Supplied passage =

The war on terrorism will also be
used to preserve and expand the power of globalist institutions,
particularly the United Nations, which until September 11th were
under sustained political assault. One ominous portent was the
decision of Representative Tom DeLay (R-Texas) to withdraw his
proposed "American Servicemen’s Protection Act,"
which was intended to exempt U.S. servicemen from prosecution by
the UN’s proposed International Criminal Court. The Bush
administration opposed DeLay’s measure as an intrusion upon
the President’s power to conduct foreign policy, and the
Congressman withdrew the measure following the terrorist attack
as a way of expressing support for the President.
In the early years of the Cold
War, congressional critics of U.S. involvement in multilateral
alliances and institutions found that President Truman and his
foreign policy trust could cite the Soviet threat to justify
nearly any foreign entanglement or assertion of presidential
power. Senator Robert Taft, whose anti-Communist credentials
were impeccable, complained in 1947 that he was "more than
a bit tired of having the Russian menace invoked as a reason for
doing any – and every – thing that might or might not be
desirable or necessary on its own merits."
By 1950, as congressional
inquiries into subversion documented the extent to which our
foreign policy institutions had been infiltrated by Communists
and their allies, political opposition was building to American
involvement in the United Nations. Writing in the June 1996
issue of The Atlantic Monthly, Benjamin Schwartz of the
World Policy Institute observed that Harry Truman’s
"secretary of state Dean Acheson put things in proper
perspective: describing how Washington overcame domestic
opposition to its internationalist policies in 1950, he recalled
in 1954 that at that critical moment the crisis in Korea `came
along and saved us.’"
Tens of thousands of American
servicemen were killed in the Korean conflict. They fought as
part of a UN military force, under rules of engagement that
denied them victory, and under a UN chain of command in which
our battle plans were made transparent to the Soviets and the
Communist North Koreans. But from Acheson’s perspective, these
losses were necessary in order to "save" the designs
of the internationalist Power Elite.

Exercise requirements =
Reproduce the part of the passage on the war on terrorism and the United Nations starting with "The war on terrorism" and going on through "for the President.".

Rows =

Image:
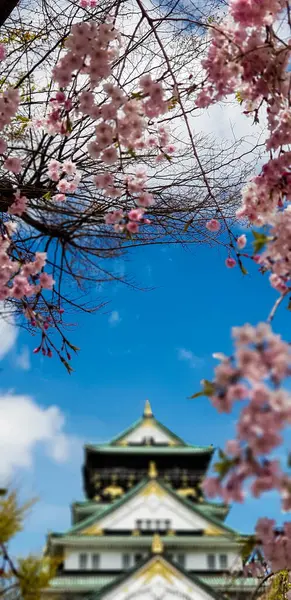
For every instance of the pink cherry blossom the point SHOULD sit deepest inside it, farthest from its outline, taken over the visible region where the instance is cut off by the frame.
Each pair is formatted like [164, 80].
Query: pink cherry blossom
[46, 281]
[213, 225]
[241, 241]
[13, 164]
[230, 262]
[3, 146]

In response =
The war on terrorism will also be
used to preserve and expand the power of globalist institutions,
particularly the United Nations, which until September 11th were
under sustained political assault. One ominous portent was the
decision of Representative Tom DeLay (R-Texas) to withdraw his
proposed "American Servicemen’s Protection Act,"
which was intended to exempt U.S. servicemen from prosecution by
the UN’s proposed International Criminal Court. The Bush
administration opposed DeLay’s measure as an intrusion upon
the President’s power to conduct foreign policy, and the
Congressman withdrew the measure following the terrorist attack
as a way of expressing support for the President.